Material provided |
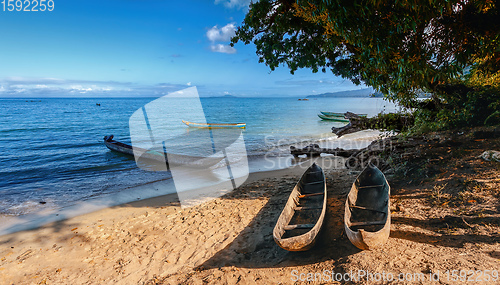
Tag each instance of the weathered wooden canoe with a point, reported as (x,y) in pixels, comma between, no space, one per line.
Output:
(333,114)
(335,119)
(367,218)
(160,156)
(301,219)
(215,126)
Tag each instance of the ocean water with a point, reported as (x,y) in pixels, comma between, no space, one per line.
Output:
(52,154)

Work to complete | Write out all of the data above as a JSON list of strings, with one string per line and no blank lines. Leave the pictures out.

Answer to this problem |
[
  "Tag each instance of the weathered wooden canoe with a point, reported as (x,y) in pixels, comma between, no space, one per line.",
  "Output:",
  "(333,114)",
  "(335,119)",
  "(367,218)",
  "(160,156)",
  "(301,219)",
  "(215,126)",
  "Tag each instance of the ocean water with a point, reported as (x,y) in pixels, comma between, no space, one per line.",
  "Output:",
  "(52,154)"
]